## TASK DESCRIPTION:
The records below must be returned exactly, with every picture left out.

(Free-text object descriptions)
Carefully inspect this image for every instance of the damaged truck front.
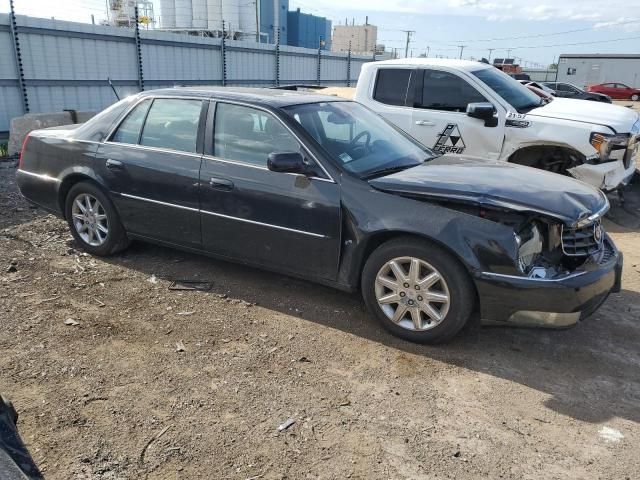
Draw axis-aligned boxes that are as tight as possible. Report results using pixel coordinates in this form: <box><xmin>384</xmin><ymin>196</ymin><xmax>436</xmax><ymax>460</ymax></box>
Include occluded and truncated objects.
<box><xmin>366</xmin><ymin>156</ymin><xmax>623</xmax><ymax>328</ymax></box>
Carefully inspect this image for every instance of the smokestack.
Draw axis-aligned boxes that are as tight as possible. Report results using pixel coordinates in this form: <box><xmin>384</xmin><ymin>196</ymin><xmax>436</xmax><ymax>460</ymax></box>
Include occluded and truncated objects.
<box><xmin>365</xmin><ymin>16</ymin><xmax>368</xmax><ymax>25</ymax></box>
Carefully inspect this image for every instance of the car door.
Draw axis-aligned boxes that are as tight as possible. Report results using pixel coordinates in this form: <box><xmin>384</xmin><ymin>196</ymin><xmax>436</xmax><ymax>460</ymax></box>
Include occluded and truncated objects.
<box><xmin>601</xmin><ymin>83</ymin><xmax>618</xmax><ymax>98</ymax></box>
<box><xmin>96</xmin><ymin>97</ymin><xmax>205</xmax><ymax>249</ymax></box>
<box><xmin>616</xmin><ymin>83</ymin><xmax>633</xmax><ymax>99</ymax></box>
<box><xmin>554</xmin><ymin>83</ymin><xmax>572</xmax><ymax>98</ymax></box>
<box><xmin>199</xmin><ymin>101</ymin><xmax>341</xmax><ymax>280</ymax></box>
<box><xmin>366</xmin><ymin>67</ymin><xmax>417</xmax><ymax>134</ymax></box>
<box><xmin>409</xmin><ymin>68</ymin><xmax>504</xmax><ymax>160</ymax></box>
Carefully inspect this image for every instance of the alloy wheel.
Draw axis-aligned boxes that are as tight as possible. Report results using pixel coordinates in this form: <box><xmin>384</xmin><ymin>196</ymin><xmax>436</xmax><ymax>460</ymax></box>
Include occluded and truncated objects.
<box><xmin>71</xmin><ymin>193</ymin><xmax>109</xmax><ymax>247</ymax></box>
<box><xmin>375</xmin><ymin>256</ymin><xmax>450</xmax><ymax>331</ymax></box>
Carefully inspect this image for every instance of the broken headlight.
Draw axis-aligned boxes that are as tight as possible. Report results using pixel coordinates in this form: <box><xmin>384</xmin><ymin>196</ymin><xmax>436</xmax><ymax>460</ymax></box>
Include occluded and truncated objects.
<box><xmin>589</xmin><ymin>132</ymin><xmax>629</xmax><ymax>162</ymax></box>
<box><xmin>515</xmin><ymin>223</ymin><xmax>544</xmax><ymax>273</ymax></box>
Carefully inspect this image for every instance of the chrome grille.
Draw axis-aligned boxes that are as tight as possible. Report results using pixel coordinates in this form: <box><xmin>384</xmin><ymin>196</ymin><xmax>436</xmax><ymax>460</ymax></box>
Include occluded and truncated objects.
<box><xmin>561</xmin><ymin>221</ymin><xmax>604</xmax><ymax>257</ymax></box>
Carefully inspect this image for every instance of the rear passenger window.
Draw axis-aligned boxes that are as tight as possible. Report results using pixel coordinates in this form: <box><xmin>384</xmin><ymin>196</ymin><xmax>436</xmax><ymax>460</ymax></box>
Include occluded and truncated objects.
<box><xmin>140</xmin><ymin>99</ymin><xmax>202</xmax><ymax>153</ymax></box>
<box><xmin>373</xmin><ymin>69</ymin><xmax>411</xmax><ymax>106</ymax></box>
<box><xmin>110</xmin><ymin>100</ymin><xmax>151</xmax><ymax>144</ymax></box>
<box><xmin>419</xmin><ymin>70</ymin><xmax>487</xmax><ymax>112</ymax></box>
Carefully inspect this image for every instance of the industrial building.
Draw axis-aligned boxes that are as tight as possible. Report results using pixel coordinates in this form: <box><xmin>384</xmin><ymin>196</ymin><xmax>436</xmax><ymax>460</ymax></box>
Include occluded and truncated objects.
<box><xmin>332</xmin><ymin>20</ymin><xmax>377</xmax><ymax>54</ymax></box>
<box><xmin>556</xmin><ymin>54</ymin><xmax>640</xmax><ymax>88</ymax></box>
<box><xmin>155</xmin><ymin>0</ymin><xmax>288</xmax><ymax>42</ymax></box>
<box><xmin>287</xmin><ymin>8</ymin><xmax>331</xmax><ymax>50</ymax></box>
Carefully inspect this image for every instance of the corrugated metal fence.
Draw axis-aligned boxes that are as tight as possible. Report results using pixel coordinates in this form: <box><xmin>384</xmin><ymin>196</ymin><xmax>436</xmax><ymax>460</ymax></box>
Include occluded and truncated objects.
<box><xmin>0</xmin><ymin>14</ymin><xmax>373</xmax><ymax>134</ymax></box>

## ANSWER TO THIS PROBLEM:
Carefully inspect this image for every instance of the damaged truck front.
Draw axis-aligned boxes that are as tight as possible. Report results using pixel coordinates in this form: <box><xmin>384</xmin><ymin>196</ymin><xmax>436</xmax><ymax>460</ymax></box>
Include occluded and truncated objects.
<box><xmin>366</xmin><ymin>156</ymin><xmax>623</xmax><ymax>328</ymax></box>
Carefully inspect this image for every instance of the smokestack.
Draw axis-aligned boxes that are as tight as possible. Report results using pixel coordinates in this form: <box><xmin>384</xmin><ymin>196</ymin><xmax>436</xmax><ymax>460</ymax></box>
Include occluded and truncated objects.
<box><xmin>365</xmin><ymin>16</ymin><xmax>368</xmax><ymax>25</ymax></box>
Carefully inspect this image for every instance of the car door.
Draw axis-aligned boxes that are as tight as possible. Report results using pixel coordinates in this form: <box><xmin>384</xmin><ymin>196</ymin><xmax>436</xmax><ymax>460</ymax></box>
Include occluded and truncated objects.
<box><xmin>601</xmin><ymin>83</ymin><xmax>618</xmax><ymax>98</ymax></box>
<box><xmin>96</xmin><ymin>97</ymin><xmax>205</xmax><ymax>249</ymax></box>
<box><xmin>616</xmin><ymin>83</ymin><xmax>633</xmax><ymax>99</ymax></box>
<box><xmin>554</xmin><ymin>83</ymin><xmax>572</xmax><ymax>98</ymax></box>
<box><xmin>199</xmin><ymin>101</ymin><xmax>341</xmax><ymax>280</ymax></box>
<box><xmin>366</xmin><ymin>67</ymin><xmax>417</xmax><ymax>134</ymax></box>
<box><xmin>409</xmin><ymin>68</ymin><xmax>504</xmax><ymax>160</ymax></box>
Carefully inspect this image for every instance of the alloy wheel.
Draw axis-aligned boxes that are as tight as possible. Report results using pixel coordinates in this form: <box><xmin>384</xmin><ymin>196</ymin><xmax>436</xmax><ymax>460</ymax></box>
Include occluded and truncated objects.
<box><xmin>71</xmin><ymin>193</ymin><xmax>109</xmax><ymax>247</ymax></box>
<box><xmin>375</xmin><ymin>256</ymin><xmax>450</xmax><ymax>331</ymax></box>
Carefully inspect this image for every instance of the broken headlight.
Draw axis-aligned boxes that are as tight as possible. Report results using pixel coordinates in this form: <box><xmin>384</xmin><ymin>196</ymin><xmax>436</xmax><ymax>460</ymax></box>
Include occluded and truncated objects.
<box><xmin>589</xmin><ymin>132</ymin><xmax>629</xmax><ymax>162</ymax></box>
<box><xmin>515</xmin><ymin>223</ymin><xmax>544</xmax><ymax>273</ymax></box>
Carefully inspect this image for every instance of the chrome grille.
Draw axis-aligned boxes that are as tight as possible. Report results using pixel coordinates in this form: <box><xmin>384</xmin><ymin>196</ymin><xmax>436</xmax><ymax>460</ymax></box>
Include occluded and truncated objects.
<box><xmin>561</xmin><ymin>221</ymin><xmax>604</xmax><ymax>257</ymax></box>
Carefully inspect this image for every instance of the rear passenger window.
Draw axis-aligned boxes that are as tight as possible. Report results using pixel coordinates in this form: <box><xmin>384</xmin><ymin>196</ymin><xmax>436</xmax><ymax>460</ymax></box>
Include occluded and truncated objects.
<box><xmin>140</xmin><ymin>99</ymin><xmax>202</xmax><ymax>153</ymax></box>
<box><xmin>373</xmin><ymin>69</ymin><xmax>411</xmax><ymax>106</ymax></box>
<box><xmin>110</xmin><ymin>100</ymin><xmax>151</xmax><ymax>144</ymax></box>
<box><xmin>419</xmin><ymin>70</ymin><xmax>487</xmax><ymax>112</ymax></box>
Carefully inspect this image for every instance of the industrial building.
Draw axis-aligned boxes that are as tight as possible. Report results using pixel coordinates in this form: <box><xmin>384</xmin><ymin>196</ymin><xmax>436</xmax><ymax>460</ymax></box>
Include occluded and truncated objects.
<box><xmin>332</xmin><ymin>20</ymin><xmax>377</xmax><ymax>54</ymax></box>
<box><xmin>556</xmin><ymin>54</ymin><xmax>640</xmax><ymax>88</ymax></box>
<box><xmin>155</xmin><ymin>0</ymin><xmax>288</xmax><ymax>42</ymax></box>
<box><xmin>287</xmin><ymin>8</ymin><xmax>331</xmax><ymax>50</ymax></box>
Carefully inspect this image for every instance of the corrugated metal fence.
Draw axis-aligned boxes that are as tight as possible. Report results using pixel coordinates in this form: <box><xmin>384</xmin><ymin>196</ymin><xmax>436</xmax><ymax>460</ymax></box>
Include occluded and truncated objects.
<box><xmin>0</xmin><ymin>14</ymin><xmax>373</xmax><ymax>134</ymax></box>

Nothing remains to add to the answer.